(Arbeitsanweisung a)
Übertrage den Teil der Datensätze, der mit der Zeile beginnt, die „Traffic-operations request: mark the oar“ enthält, und bis zum Ende der Datensätze reicht, in eine Markdown-Tabelle mit den Spalten „Nr.“ und „Zeile“. Die Anfangszeile gehört dazu, Leerzeilen lässt du weg.

+++ Textauszug

Hymne an das natürliche Essen - Bistro Ginkgo von innen


Von Min Busch, Olhos de Água, den 17. Januar 2022


8 „Von … weg“ bis „angekommen“


„Von … weg“ zu wollen ist einfach. Es fällt mir auf, dass die deutsche Kultur eine „Nein“-Kultur ist, während die chinesischen Kinder seit jeher zum Ja-sagen erzogen werden. Die höchste Moral gegenüber anderen Personen in der traditionellen chinesischen Gesellschaft ist: Respekt gegenüber der älteren Generation zollen, von Erfahrungen anderer lernen und nachahmen.


熟读唐诗三百首

不会作诗也会诌


Das bedeutet: „Wer die 300 ausgewählten Tang-Gedichte auswendig gelernt hat, der kann bestimmt frei drauf los dichten, auch wenn er kein Dichter ist.“ Mit mindestens 3.000 chinesischen Schriftzeichen kommt man gut durch das Leben. Ein Abiturient, der die Aufnahmeprüfung zur Universität schaffen will, beherrscht etwa 6.000. Als ich Kind war, musste ich Zeichen für Zeichen „nachmalen“, bis jedes davon so fest im Gedächtnis verankert war, dass man ohne Überlegen darauf zurückgreifen kann, wann immer man es braucht.


Schreiben lernt ein chinesisches Kind zunächst mit einem Bleistift, dann mit einem Füller und später mit einem spitzen Pinsel, der aus Ziegenhaar oder Wolfshaar oder einer Mischung beider besteht. Die Kalligraphie ist zudem auch eine ruhige Sportart, denn die großen Schriftzeichen „malt“ man mit Kraftkontrolle, so dass die Strichführung sicher ist, ohne zu zittern, und ohne dass der Ellenbogen den Tisch berühren darf.

++++++
+++ Zu bearbeitende Datensätze

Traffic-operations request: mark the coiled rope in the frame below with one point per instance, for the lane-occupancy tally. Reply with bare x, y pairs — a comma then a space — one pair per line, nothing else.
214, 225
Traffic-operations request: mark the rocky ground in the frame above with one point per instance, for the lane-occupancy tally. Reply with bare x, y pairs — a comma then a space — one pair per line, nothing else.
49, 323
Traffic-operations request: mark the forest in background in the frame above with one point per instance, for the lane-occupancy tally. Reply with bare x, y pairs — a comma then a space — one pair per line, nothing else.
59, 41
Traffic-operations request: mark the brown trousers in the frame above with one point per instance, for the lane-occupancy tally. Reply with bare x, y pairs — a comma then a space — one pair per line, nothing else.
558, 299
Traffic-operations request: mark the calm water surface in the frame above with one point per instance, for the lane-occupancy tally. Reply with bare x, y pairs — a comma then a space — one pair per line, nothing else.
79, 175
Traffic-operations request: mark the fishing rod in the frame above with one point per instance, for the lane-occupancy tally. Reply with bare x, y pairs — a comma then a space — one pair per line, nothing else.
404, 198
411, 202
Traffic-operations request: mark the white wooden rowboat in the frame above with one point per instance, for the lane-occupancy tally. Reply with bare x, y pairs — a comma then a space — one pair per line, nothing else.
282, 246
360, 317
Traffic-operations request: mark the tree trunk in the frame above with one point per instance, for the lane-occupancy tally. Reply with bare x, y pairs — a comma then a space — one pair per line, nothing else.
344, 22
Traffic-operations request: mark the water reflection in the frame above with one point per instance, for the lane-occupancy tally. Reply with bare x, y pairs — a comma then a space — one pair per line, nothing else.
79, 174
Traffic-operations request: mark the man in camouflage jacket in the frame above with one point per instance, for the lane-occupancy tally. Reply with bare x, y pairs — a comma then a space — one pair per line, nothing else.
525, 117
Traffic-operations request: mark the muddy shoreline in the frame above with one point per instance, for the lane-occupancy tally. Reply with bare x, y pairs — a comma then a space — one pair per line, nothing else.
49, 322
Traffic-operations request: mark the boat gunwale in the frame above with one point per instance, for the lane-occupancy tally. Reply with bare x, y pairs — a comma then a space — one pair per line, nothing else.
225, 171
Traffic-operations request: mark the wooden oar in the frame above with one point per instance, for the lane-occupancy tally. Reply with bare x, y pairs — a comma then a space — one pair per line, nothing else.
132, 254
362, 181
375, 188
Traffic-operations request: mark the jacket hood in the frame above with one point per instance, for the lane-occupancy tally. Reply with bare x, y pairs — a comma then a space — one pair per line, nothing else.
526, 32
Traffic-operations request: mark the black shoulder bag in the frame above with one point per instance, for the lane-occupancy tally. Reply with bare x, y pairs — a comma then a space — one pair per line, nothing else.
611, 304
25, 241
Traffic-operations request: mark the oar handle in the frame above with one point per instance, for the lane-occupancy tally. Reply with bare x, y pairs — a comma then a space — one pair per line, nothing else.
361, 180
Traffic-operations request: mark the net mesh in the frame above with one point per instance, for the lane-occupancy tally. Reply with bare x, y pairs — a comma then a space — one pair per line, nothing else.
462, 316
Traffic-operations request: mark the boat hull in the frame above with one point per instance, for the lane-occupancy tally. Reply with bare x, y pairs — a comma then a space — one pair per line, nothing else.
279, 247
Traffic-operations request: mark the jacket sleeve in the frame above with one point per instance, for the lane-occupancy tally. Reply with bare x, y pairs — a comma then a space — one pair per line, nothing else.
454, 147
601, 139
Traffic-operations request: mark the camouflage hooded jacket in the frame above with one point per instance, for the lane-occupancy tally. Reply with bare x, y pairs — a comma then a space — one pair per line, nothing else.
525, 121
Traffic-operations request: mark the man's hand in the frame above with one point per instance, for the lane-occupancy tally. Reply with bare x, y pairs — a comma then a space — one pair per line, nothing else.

++++++

(Arbeitsanweisung b)
Wie viele chinesische Schriftzeichen beherrscht laut dem Textauszug ein Abiturient, der die Aufnahmeprüfung zur Universität schaffen will?

(Erwartete Ausgabe a)
| Nr. | Zeile |
|---|---|
| 1 | Traffic-operations request: mark the oar handle in the frame above with one point per instance, for the lane-occupancy tally. Reply with bare x, y pairs — a comma then a space — one pair per line, nothing else. |
| 2 | 361, 180 |
| 3 | Traffic-operations request: mark the net mesh in the frame above with one point per instance, for the lane-occupancy tally. Reply with bare x, y pairs — a comma then a space — one pair per line, nothing else. |
| 4 | 462, 316 |
| 5 | Traffic-operations request: mark the boat hull in the frame above with one point per instance, for the lane-occupancy tally. Reply with bare x, y pairs — a comma then a space — one pair per line, nothing else. |
| 6 | 279, 247 |
| 7 | Traffic-operations request: mark the jacket sleeve in the frame above with one point per instance, for the lane-occupancy tally. Reply with bare x, y pairs — a comma then a space — one pair per line, nothing else. |
| 8 | 454, 147 |
| 9 | 601, 139 |
| 10 | Traffic-operations request: mark the camouflage hooded jacket in the frame above with one point per instance, for the lane-occupancy tally. Reply with bare x, y pairs — a comma then a space — one pair per line, nothing else. |
| 11 | 525, 121 |
| 12 | Traffic-operations request: mark the man's hand in the frame above with one point per instance, for the lane-occupancy tally. Reply with bare x, y pairs — a comma then a space — one pair per line, nothing else. |

(Erwartete Ausgabe b)
Etwa 6.000.